Task directions => Please rewrite the records below with every "noun phrase" changed to "short description" and nothing else altered. Leave the pictures out of your version.

Dataset excerpts on pointing at objects
────────

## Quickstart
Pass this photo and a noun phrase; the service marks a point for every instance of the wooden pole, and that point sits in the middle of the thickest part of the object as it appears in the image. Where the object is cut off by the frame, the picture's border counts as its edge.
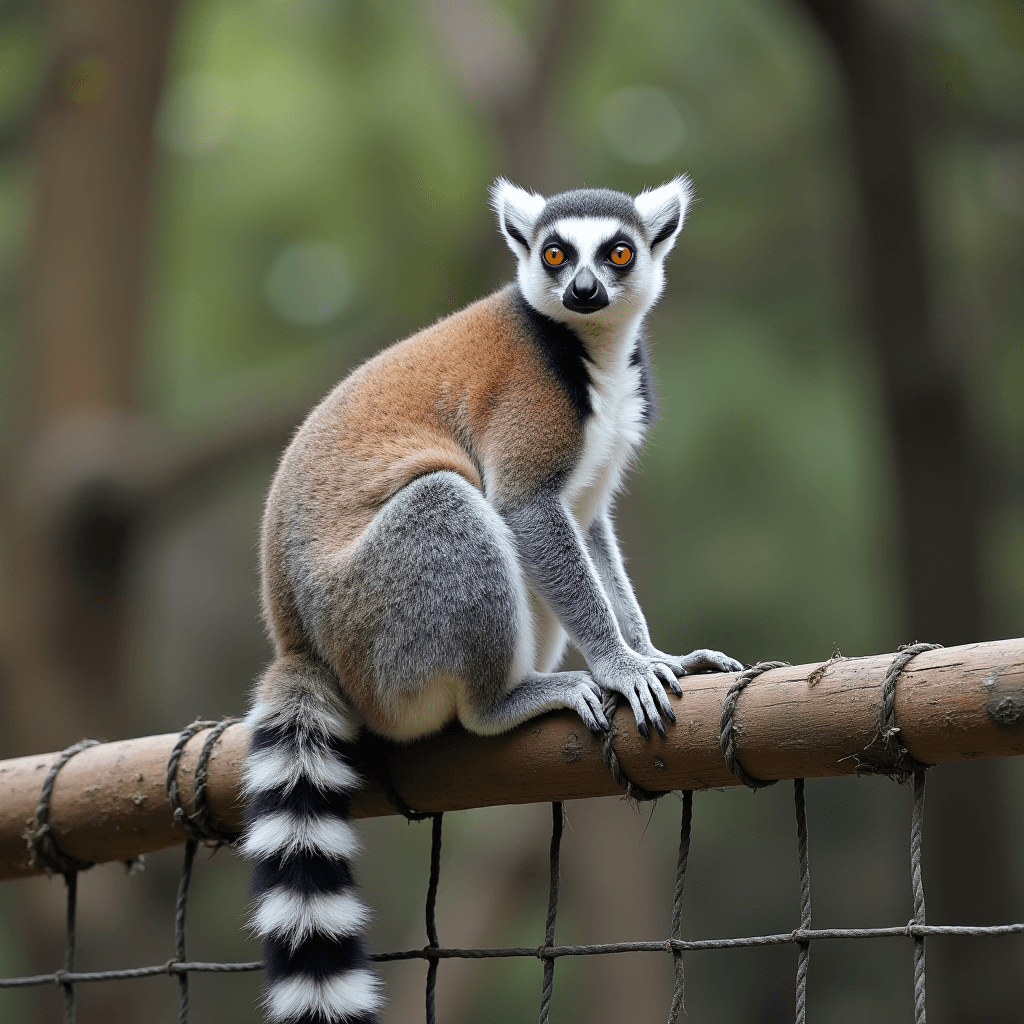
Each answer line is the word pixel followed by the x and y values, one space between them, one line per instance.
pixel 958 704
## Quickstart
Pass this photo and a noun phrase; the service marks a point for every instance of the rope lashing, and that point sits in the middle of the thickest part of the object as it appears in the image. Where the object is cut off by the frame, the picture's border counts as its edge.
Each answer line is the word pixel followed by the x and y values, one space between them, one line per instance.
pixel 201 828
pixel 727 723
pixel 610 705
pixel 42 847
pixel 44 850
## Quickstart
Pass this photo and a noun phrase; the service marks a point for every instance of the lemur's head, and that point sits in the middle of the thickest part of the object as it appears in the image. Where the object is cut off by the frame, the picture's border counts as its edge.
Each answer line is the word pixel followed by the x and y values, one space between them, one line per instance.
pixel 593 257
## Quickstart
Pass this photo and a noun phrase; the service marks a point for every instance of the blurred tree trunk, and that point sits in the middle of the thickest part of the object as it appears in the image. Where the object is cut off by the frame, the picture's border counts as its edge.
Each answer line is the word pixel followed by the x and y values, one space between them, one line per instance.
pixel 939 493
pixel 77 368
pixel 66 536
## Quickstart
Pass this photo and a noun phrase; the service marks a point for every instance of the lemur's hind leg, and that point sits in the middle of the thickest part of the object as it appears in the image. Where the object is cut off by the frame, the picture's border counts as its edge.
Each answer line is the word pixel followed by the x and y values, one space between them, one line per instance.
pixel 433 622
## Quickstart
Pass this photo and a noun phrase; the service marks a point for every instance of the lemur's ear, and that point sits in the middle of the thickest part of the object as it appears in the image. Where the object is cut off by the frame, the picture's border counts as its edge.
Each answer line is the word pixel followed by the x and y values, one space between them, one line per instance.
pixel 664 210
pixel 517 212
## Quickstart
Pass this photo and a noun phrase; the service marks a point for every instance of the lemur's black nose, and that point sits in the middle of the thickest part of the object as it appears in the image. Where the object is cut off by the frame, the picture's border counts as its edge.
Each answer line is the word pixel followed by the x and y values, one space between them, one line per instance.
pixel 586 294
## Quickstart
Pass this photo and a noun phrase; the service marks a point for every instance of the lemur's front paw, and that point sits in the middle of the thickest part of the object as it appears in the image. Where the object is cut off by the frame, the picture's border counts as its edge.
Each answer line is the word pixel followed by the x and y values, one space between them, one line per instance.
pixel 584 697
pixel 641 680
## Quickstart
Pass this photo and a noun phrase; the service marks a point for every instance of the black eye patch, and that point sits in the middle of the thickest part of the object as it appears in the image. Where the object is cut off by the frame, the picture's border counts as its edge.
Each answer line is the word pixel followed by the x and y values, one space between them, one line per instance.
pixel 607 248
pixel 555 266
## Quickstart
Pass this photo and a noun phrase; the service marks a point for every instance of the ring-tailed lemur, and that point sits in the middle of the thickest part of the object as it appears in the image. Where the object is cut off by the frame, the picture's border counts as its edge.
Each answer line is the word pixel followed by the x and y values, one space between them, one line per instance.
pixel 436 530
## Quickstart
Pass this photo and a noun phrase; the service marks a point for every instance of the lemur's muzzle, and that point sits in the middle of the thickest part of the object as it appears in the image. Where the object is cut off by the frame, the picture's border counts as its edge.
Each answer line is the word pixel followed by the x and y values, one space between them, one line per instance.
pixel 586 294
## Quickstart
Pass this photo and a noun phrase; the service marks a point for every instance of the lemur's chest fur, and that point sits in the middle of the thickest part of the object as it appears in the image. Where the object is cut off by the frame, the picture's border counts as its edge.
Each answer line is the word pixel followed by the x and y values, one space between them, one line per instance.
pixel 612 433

────────

Solution to the exercise =>
## Quickstart
Pass this photo and a short description; the service marks a point for every instance of the wooden pole, and that point sits in the middle of the thickest part of the object as it appears in the image. Where the object is cut off by the frame, the picture's border counts as its edge.
Each answer line is the word pixel followed by the x and y values, one space between them, one line per instance.
pixel 958 704
## Quickstart
Pass this photo and a short description; the service marks a point for every instance of the rope lashing, and that point sits in the middle of the thickest part of the object as it appears in the image. Where the object is cut off by the frame, the picture's border counts as its edge.
Each answer line is the word pixel followed by the x and y values, one space between them, one line per instance.
pixel 201 828
pixel 727 723
pixel 610 705
pixel 42 847
pixel 44 850
## Quickstart
Pass this photo and a short description; the service marks a point for every instance of the lemur's head, and that point sits in the middle of the thickest part of the object as it appears in the image. Where the object is cut off by the frame, the picture's border counts as its edge.
Each answer line is the word pixel followed by the x and y values, one space between them, one line per instance.
pixel 593 257
## Quickstart
Pass this photo and a short description; the service marks a point for every instance of the blurred tree trunk, and that point sits in the middle of the thickest part of the object as it appears in the image. Where the object is cut off by the frame, the picture's border counts as its edge.
Each answer line is the word pixel followed by the x and y values, one space between them, one line per instance.
pixel 939 493
pixel 77 368
pixel 66 536
## Quickstart
Pass this photo and a short description; the service marks a point for every instance of the lemur's hind leg, and that point sits in the middle of the thickest part of the object as it appears in the image. Where the object is cut off by the frame, the picture's border counts as its edge.
Each answer line is the word pixel followed by the x and y values, one space between them, one line per instance.
pixel 433 622
## Quickstart
Pass this photo and a short description; the service marks a point for every instance of the lemur's ear, and that point sits in the middle of the thickest part of the object as it appears in the image. Where the object is cut off by the frame, the picture's border counts as its edge.
Each answer line is the word pixel followed by the x and y values, one space between them, one line per instance.
pixel 664 210
pixel 517 212
## Quickstart
Pass this photo and a short description; the service marks a point for every instance of the lemur's black nose, and that point sits in the middle of the thickest part of the object as it appears in the image. Where the object is cut off by the frame, the picture's border counts as its edge.
Each answer line is the word pixel followed by the x and y values, one space between them, one line per instance.
pixel 586 294
## Quickstart
Pass this photo and a short description; the service marks a point for every instance of the lemur's front paw, and that point sits in the middle of the thickest part of the object as it appears in the image. Where the object is cut off by the frame, the picture's border counts as its edge.
Each answer line is the word pixel followed by the x and y values, one space between them, one line per instance.
pixel 584 697
pixel 641 680
## Quickstart
Pass this photo and a short description; the service marks a point for every instance of the black eye patch, and that point sits in the middle of the thickest part of the object as it appears in the image. Where the object is cut off by the frame, the picture's border counts as its edge.
Each answer line is the word pixel followed by the x and y values, one space between them, one line per instance.
pixel 607 248
pixel 555 266
## Quickstart
Pass this photo and a short description; the service marks a point for every instance of the ring-tailed lemur, and that point sits in the middle of the thickest part of the object as it appears in the image. Where the object is cut off by the frame, the picture's border counts as its edge.
Each answer line is the word pixel followed by the x and y values, one space between them, one line per instance.
pixel 436 530
## Quickstart
Pass this photo and a short description; the service marks a point for every instance of the lemur's muzzle, and that point sits in the middle of the thickest part of the object as it appears in the image. Where the object is cut off by the frame, the picture's border counts as its edge.
Each answer line is the word pixel followed by the x and y values, one space between them, one line per instance.
pixel 586 294
## Quickstart
Pass this photo and a short description; the service marks a point for every instance of the lemur's chest fur, and that point sits in the middle of the thickest part of the object as it appears in the image. Where the object is cut off by the frame, the picture's border counts as its edge.
Each answer line is the word pixel followed by the x and y values, one space between them, one line per instance.
pixel 612 433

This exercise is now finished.